Zaten öyle bir zorunluluk da ortadan kalktı.
Şimdi bu kadar anlattığım olaylardan sonra küçük bir değerlendirme yapmak istiyorum.
1. Fırına giderken peşimden gelen adamın ettiği beddualar kimimizi güldürür, kimimize ters gelir, kimimize de iyi niyetli olarak gelir.
2. Karşıya geçerken yaşadıklarım. Belki size trajikomik olabilir ama bir adam düşünün! Karşıya geçmek istiyorsunuz, o adam şehre yabancı olduğunu söyleyerek yardım etmiyor. diğer yanda bir köpek düşünün, kim bilir ne eğitim bilir ne başka bir şey, ama gelip sizi karşıya geçiriyor. Takdiri size bırakıyorum.
3. Dilenci olayı. Bu olay sadece körlerin değil, birçok engellinin, fakir olanın veya kötü giyimde dahi olanın kötü durumda olmasının düşünülmesinden dolayı yaşanabilen bir olay. Bizler toplum olarak gerçekten iyi niyetli toplumuz. Bu şüphe götürmez. Ama yaşantımız içerisinde seçebilmek diye bir şeyi de Allah bize vermiş. Her engelli dilenci değildir. Mesela siz hiç sokak müzisyenleri görmediniz mi? onların hepsi de engelli değil. Değil mi? O nedenle bir engellinin sokak müziği yapmasıyla sağlıklı bir insanın sokak müziği yapması arasında ne fark var? Bir engellinin yardıma ihtiyacı var mıdır? Tabii ki evet. Ama biz engellilerin, verilecek sadakaya değil, işlerimizin kolaylaştırılmasında, erişilebilirlikte, ulaşım, yeme içme, hepsinin özeti hayatımızın kolaylaştırılmasında yardıma ihtiyacımız var. Şu da bir gerçek ki iyi niyeti elden bırakmamak gerekse de biz engellilerin de bunu suiistimal etmemesi gibi bir şey var. Ben bu yazıyı yazarken bunun bilincinde olarak yazıyorum. Şahsen o insanların bir şakamın karşısında giyimime bakmaksızın cebinden para bırakması, onların seçemediğini gösterir. Şahsen ben de böyle bir durumla karşılaşacağımı bilsem, asla ağzımı açmam o şakayı da yapmazdım.

### İstenenler
a) Aşağıdaki ifadelerin metne uyup uymadığını belirtin ve her yanıtı metinden aynen alınmış belirleyici sözlerle destekleyin. (i) Şehre yabancı olduğunu söyleyen adam karşıya geçmeye yardım etti. (ii) Her engelli dilenci değildir. (iii) Toplum olarak iyi niyetli olduğumuz şüphelidir.
b) 1. bloktaki tüm satırları hiçbir şeyi değiştirmeden yazıya geçirin, resimleri yanıta koymayın.
Metin ile satırlar birbiriyle ilgili değildir.

### Gösterilen bilgiler
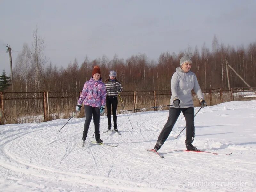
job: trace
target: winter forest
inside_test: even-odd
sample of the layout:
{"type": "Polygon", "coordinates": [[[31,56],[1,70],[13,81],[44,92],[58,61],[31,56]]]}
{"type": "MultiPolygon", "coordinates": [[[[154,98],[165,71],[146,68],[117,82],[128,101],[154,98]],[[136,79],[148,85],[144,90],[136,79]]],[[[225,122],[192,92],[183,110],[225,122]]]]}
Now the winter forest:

### Görevlerin yanıtları
a)
(i) Hayır: "o adam şehre yabancı olduğunu söyleyerek yardım etmiyor."
(ii) Evet: "Her engelli dilenci değildir."
(iii) Hayır: "Bizler toplum olarak gerçekten iyi niyetli toplumuz. Bu şüphe götürmez."

b)
job: trace
target: winter forest
inside_test: even-odd
sample of the layout:
{"type": "Polygon", "coordinates": [[[31,56],[1,70],[13,81],[44,92],[58,61],[31,56]]]}
{"type": "MultiPolygon", "coordinates": [[[[154,98],[165,71],[146,68],[117,82],[128,101],[154,98]],[[136,79],[148,85],[144,90],[136,79]]],[[[225,122],[192,92],[183,110],[225,122]]]]}
Now the winter forest:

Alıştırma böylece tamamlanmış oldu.